Problem statement: Extract each line of the data below that contains the string "segment", matching case exactly.

Records from an annotation dataset:
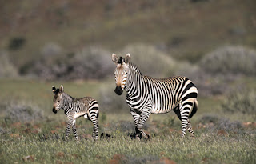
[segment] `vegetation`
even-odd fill
[[[13,79],[2,79],[0,82],[3,93],[1,98],[7,104],[0,106],[1,111],[8,109],[1,114],[2,118],[6,118],[0,122],[1,162],[254,163],[256,160],[254,155],[256,151],[254,119],[247,114],[237,118],[236,113],[229,114],[230,119],[223,117],[226,113],[218,110],[220,101],[214,102],[215,98],[213,98],[208,100],[199,98],[200,109],[192,118],[196,139],[191,139],[189,134],[186,138],[180,138],[181,122],[171,112],[150,115],[145,129],[151,136],[151,141],[134,140],[132,138],[134,121],[129,109],[120,108],[117,112],[114,106],[113,110],[106,110],[105,106],[100,104],[102,138],[98,142],[93,142],[91,122],[78,118],[77,130],[81,143],[78,144],[72,133],[69,141],[63,140],[66,118],[62,111],[58,114],[51,111],[51,83]],[[102,94],[98,93],[98,86],[106,88],[106,84],[97,81],[93,83],[72,82],[72,85],[64,82],[58,83],[66,86],[66,92],[77,97],[90,95],[98,98]],[[14,92],[17,84],[19,84],[19,93]],[[41,90],[38,94],[40,98],[31,98],[30,95],[38,88]],[[110,89],[107,92],[113,90]],[[30,102],[30,99],[38,106],[26,102],[26,107],[22,108],[22,103],[13,102],[10,99],[18,95],[22,95],[22,98],[16,98],[16,101]],[[42,114],[39,112],[40,118],[30,114],[37,114],[38,108],[43,110]],[[29,118],[7,118],[11,115],[18,116],[18,113],[9,112],[15,109],[32,110],[30,113],[21,113],[22,115],[26,114]]]
[[[0,163],[256,163],[254,4],[0,2]],[[180,138],[173,112],[150,115],[150,141],[134,139],[126,95],[114,92],[112,53],[130,53],[145,75],[195,83],[195,139]],[[52,112],[51,86],[61,84],[98,101],[98,142],[84,118],[76,122],[81,143],[72,133],[63,140],[66,117]]]
[[[254,90],[237,90],[231,92],[222,103],[222,109],[227,113],[251,114],[256,118],[256,93]]]
[[[244,46],[224,46],[206,54],[200,66],[212,74],[255,76],[256,51]]]

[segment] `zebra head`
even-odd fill
[[[54,94],[54,107],[53,112],[56,114],[58,110],[62,109],[62,93],[64,92],[63,86],[62,85],[60,88],[56,89],[55,86],[52,86],[53,93]]]
[[[130,54],[126,55],[126,58],[118,58],[116,54],[112,54],[112,61],[117,65],[114,71],[116,88],[114,92],[121,95],[124,88],[126,86],[126,79],[129,73],[129,63],[130,62]]]

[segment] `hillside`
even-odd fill
[[[66,53],[143,42],[190,62],[222,45],[256,46],[253,0],[10,0],[0,14],[0,50],[18,66],[52,42]]]

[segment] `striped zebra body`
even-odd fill
[[[74,135],[78,142],[78,134],[75,127],[76,118],[84,117],[90,120],[94,124],[93,138],[98,139],[98,104],[95,99],[90,97],[85,97],[82,98],[74,98],[67,94],[64,93],[63,86],[61,86],[60,89],[53,86],[54,98],[54,108],[53,112],[57,113],[60,109],[64,110],[66,114],[68,122],[65,132],[65,139],[68,139],[68,135],[72,127]]]
[[[186,130],[194,138],[190,118],[198,107],[198,90],[185,77],[158,79],[143,76],[135,65],[130,62],[130,54],[123,59],[112,55],[117,64],[115,92],[122,94],[126,90],[126,102],[134,119],[136,136],[147,138],[142,126],[150,114],[165,114],[174,110],[182,121],[182,137]]]

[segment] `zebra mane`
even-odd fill
[[[140,74],[142,76],[142,73],[138,70],[138,68],[137,67],[137,66],[132,62],[129,63],[129,68],[130,68],[132,70],[134,70],[134,72],[136,72],[137,74]]]

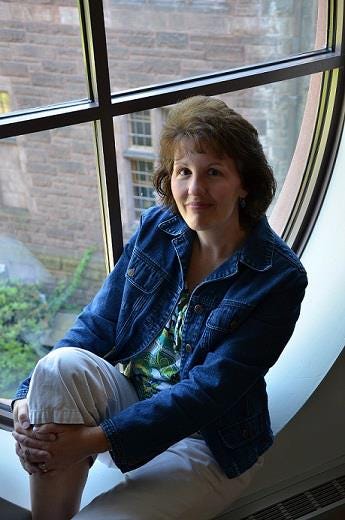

Expected output:
[segment] `vegetation`
[segment] `zebra head`
[segment] `hillside`
[segment] `striped zebra body`
[segment] `zebra mane`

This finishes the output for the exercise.